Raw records
----------

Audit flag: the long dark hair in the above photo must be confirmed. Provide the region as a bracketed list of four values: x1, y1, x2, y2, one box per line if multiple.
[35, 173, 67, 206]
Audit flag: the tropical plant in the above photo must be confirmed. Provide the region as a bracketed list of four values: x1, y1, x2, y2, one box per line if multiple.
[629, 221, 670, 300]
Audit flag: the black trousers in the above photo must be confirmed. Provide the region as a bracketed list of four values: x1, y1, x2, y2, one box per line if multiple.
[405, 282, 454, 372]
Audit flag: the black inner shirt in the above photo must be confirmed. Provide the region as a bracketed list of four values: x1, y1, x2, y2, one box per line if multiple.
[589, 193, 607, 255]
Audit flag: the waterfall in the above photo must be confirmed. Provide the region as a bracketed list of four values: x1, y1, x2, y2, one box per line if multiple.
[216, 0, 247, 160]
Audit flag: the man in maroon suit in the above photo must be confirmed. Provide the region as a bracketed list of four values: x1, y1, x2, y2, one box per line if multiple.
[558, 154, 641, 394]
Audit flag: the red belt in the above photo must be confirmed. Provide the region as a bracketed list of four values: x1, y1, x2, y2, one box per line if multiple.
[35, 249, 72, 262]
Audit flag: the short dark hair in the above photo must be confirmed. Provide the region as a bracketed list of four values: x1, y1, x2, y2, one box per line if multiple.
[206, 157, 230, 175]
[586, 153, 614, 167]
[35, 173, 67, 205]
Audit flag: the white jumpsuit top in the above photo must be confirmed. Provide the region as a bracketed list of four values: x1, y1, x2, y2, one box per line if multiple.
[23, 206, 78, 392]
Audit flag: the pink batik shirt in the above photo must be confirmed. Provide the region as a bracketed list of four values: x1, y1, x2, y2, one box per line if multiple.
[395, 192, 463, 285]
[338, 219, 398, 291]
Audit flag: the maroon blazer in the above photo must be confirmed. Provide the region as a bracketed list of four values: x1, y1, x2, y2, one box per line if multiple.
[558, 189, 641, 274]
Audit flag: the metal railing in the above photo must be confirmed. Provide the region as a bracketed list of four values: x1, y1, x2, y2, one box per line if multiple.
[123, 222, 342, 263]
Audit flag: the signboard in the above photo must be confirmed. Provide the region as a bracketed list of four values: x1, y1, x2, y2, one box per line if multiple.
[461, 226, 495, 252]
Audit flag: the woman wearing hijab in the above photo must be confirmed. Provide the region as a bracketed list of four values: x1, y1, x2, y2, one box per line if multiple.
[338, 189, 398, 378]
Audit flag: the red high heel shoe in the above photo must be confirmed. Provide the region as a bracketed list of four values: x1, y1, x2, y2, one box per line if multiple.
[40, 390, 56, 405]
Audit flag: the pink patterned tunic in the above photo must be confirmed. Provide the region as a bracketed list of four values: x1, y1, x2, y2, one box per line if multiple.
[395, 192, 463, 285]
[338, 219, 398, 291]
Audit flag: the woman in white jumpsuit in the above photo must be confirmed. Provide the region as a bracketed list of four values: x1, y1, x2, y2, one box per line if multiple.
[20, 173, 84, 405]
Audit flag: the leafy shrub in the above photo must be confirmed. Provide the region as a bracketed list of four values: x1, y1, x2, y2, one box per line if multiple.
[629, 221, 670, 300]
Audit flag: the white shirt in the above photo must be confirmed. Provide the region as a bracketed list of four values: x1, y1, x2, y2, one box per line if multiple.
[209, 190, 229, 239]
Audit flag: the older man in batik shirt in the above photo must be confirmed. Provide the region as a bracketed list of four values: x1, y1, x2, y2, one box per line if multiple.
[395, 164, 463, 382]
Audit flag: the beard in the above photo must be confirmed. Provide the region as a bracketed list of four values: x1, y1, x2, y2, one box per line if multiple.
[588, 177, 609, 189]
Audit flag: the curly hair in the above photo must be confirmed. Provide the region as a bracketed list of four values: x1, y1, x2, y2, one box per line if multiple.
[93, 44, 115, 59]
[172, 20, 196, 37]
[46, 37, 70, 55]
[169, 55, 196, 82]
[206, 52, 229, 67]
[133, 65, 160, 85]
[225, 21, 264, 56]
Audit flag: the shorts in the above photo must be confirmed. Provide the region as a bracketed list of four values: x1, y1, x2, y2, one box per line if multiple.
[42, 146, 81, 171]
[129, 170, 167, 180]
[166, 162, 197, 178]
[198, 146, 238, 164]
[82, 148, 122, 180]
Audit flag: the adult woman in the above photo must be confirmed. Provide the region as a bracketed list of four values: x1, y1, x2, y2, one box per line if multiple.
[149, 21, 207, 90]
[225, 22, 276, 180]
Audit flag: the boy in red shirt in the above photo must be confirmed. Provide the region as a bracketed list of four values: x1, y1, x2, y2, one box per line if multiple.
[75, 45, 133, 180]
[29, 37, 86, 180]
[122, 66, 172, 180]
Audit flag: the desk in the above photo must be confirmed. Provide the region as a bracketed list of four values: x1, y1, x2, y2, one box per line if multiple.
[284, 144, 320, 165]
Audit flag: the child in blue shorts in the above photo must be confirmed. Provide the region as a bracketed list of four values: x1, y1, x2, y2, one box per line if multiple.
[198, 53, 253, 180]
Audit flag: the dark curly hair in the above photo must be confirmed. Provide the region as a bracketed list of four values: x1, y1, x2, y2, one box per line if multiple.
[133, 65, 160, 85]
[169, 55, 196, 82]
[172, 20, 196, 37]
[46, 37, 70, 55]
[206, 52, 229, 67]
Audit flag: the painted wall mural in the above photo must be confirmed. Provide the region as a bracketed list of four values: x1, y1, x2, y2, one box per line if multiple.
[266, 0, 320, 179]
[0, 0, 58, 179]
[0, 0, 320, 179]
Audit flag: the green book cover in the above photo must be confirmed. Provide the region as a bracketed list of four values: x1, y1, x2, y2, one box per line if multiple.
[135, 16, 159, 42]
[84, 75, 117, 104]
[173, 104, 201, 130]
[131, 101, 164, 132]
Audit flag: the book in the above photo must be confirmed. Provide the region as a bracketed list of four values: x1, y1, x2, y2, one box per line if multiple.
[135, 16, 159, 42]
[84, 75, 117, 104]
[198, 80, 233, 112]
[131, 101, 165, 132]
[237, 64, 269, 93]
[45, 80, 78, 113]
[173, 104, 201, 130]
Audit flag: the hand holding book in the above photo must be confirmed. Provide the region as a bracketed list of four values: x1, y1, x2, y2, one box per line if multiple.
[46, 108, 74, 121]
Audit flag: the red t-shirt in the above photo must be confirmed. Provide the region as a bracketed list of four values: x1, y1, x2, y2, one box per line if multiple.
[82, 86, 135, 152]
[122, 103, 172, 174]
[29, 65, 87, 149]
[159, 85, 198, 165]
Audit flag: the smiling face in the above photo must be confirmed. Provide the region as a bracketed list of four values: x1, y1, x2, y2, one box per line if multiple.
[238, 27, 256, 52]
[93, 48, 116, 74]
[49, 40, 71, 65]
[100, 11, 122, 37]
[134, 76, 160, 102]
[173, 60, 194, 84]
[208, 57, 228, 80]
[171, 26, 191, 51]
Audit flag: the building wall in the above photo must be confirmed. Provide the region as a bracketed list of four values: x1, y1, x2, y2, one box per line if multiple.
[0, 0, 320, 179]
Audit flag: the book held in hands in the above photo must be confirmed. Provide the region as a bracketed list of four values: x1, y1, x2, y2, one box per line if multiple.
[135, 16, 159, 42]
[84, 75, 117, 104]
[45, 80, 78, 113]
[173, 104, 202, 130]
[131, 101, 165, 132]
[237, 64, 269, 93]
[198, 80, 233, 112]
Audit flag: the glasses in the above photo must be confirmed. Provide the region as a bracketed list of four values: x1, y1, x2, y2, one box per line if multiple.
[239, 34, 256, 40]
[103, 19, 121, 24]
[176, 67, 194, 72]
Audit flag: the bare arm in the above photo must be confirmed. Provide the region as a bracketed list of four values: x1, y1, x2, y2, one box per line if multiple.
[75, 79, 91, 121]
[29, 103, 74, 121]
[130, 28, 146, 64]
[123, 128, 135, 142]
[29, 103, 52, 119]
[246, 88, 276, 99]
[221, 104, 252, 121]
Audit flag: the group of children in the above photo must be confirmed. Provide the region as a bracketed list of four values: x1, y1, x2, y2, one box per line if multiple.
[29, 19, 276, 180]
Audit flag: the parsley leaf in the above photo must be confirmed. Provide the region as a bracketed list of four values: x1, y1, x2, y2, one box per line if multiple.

----------

**Stated exercise:** Shift every bounding box coordinate in the answers by -149 and rewrite the rows starting at the one containing "Audit flag: the tropical" and ending at the one containing "[23, 206, 78, 392]", both included, keeping the requests. Reproduce only those rows.

**Solution for this problem:**
Audit flag: the tropical plant in the above photo must be confirmed. Provide the region as a bracketed list of four values: x1, y1, x2, y2, one box per line if multiple.
[480, 72, 521, 151]
Audit flag: the black trousers in the above photo must be confirmed. Provide the region as a bracketed list of four values: x1, y1, x2, y2, one box per line if multiple.
[256, 133, 305, 223]
Audit flag: the black inner shirt in the above photo must be confirmed. Provide the region as a bracketed list of four values: x1, y1, x2, y2, one box per line if multiple.
[440, 44, 458, 106]
Audit flag: the waterfall in the above photo must be confirmed. Provide the region as a bracketed list of four values: x1, y1, x2, y2, one box per line if multiple.
[67, -149, 98, 11]
Audit flag: the man in maroon suit in the above photo must be confirmed. Provide the region as a bracketed list of four values: x1, y1, x2, y2, one box per line if multiple.
[409, 5, 492, 245]
Audit flag: the red belt in the above photo must be confirmed. Provide the region as a bracketed list of four values: x1, y1, x2, y2, one box per line if multiple.
[-114, 100, -77, 113]
Audit flag: the short dark hair in the above photo must be confirmed. Provide the region as a bracketed list of four values: x1, y1, x2, y2, one box per line if multiple.
[57, 8, 81, 26]
[437, 4, 465, 18]
[-114, 24, -82, 56]
Audit flag: the white jumpsuit top in the above photo must be confirmed. Provide the region as a bracketed list of four values: x1, y1, x2, y2, one box per line if multiple.
[-126, 57, -71, 243]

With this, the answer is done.